* Begin *

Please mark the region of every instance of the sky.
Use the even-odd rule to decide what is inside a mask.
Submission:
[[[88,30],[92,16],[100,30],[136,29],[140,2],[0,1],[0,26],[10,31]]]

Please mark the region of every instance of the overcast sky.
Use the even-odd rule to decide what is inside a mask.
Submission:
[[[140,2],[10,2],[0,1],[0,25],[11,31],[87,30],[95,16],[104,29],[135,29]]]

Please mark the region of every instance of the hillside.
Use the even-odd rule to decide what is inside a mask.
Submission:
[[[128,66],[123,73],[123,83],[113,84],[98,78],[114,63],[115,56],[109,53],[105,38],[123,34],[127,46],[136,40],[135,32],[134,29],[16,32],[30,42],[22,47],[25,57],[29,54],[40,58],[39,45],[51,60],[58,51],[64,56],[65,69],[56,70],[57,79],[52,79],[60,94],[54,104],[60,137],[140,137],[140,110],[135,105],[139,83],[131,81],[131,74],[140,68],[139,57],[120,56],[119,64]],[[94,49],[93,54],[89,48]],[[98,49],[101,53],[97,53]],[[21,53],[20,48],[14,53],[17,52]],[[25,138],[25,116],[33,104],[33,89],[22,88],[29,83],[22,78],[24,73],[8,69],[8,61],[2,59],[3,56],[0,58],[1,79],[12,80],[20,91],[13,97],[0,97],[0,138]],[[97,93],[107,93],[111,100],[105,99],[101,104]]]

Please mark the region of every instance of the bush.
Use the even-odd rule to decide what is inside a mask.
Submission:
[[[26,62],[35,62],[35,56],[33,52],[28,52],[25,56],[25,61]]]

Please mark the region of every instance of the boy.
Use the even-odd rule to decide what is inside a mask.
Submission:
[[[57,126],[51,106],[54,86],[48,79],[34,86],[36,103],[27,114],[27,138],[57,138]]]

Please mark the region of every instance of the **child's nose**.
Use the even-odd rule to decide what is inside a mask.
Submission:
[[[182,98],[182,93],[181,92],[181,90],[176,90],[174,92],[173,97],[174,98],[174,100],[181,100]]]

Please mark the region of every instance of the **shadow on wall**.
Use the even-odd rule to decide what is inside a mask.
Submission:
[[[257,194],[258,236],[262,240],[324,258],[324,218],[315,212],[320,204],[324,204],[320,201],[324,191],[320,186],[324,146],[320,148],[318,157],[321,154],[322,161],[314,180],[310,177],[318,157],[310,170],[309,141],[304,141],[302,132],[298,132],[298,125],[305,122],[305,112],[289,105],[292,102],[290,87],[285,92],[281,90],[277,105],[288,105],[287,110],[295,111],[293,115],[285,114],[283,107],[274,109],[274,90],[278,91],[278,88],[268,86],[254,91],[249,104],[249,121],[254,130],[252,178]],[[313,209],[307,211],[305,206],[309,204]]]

* End *

Please copy out all of the data above, reproducing every line character for character with nothing changed.

Please mark the region of every instance of the sky.
Use the even-odd rule to decide what is inside a mask.
Submission:
[[[88,30],[92,16],[100,30],[136,29],[140,2],[0,1],[0,26],[10,31]]]

Please mark the region of every instance of the overcast sky.
Use the even-odd rule to decide what is inside a mask.
Submission:
[[[140,2],[10,2],[0,1],[0,25],[11,31],[87,30],[95,16],[104,29],[135,29]]]

Please mark the region of every instance of the hillside.
Use the even-odd rule to decide what is inside a mask.
Submission:
[[[128,66],[123,73],[123,83],[113,84],[98,78],[114,63],[115,56],[109,53],[105,38],[123,34],[127,46],[136,40],[135,32],[134,29],[16,32],[30,42],[22,47],[25,57],[29,54],[40,58],[39,45],[51,60],[58,51],[64,56],[65,69],[56,70],[57,79],[52,79],[60,94],[54,104],[60,137],[140,137],[140,110],[135,105],[139,83],[131,81],[131,74],[140,68],[139,57],[120,56],[119,64]],[[94,49],[93,54],[89,48]],[[98,49],[101,53],[97,53]],[[21,53],[20,48],[14,53],[17,52]],[[25,138],[25,116],[33,104],[33,89],[22,88],[29,83],[22,78],[24,73],[8,69],[8,61],[2,59],[3,56],[0,58],[1,79],[12,80],[20,91],[13,97],[0,97],[0,138]],[[97,93],[107,93],[111,100],[105,99],[101,104]]]

Please mark the region of every instance of the bush.
Use the even-odd rule to decide what is inside a mask.
Submission:
[[[26,62],[35,62],[35,56],[33,52],[28,52],[25,56],[25,61]]]

Please mark the region of every instance of the boy.
Use the even-odd rule to decide what is inside a mask.
Submission:
[[[57,126],[51,106],[54,86],[48,79],[34,86],[36,103],[27,114],[27,138],[57,138]]]

Please mark the region of every instance of the **child's nose**.
Use the even-odd rule to decide what is inside a mask.
Submission:
[[[182,98],[182,93],[181,92],[181,90],[176,90],[174,92],[173,97],[174,98],[174,100],[181,100]]]

Please mark the region of every instance of the **shadow on wall**.
Use the even-odd rule to decide what is inside a mask.
Submission:
[[[257,194],[258,236],[262,240],[324,258],[324,218],[315,212],[320,204],[324,204],[320,201],[324,191],[320,186],[324,146],[320,148],[318,157],[321,154],[322,161],[314,180],[310,177],[318,157],[310,170],[309,141],[304,141],[302,132],[298,132],[298,125],[305,122],[305,112],[289,105],[292,102],[290,87],[285,92],[281,90],[277,105],[288,105],[287,110],[295,111],[293,115],[285,114],[283,107],[274,109],[274,90],[278,91],[278,88],[268,86],[254,91],[249,104],[249,121],[254,130],[252,178]],[[313,209],[307,211],[305,206],[309,204]]]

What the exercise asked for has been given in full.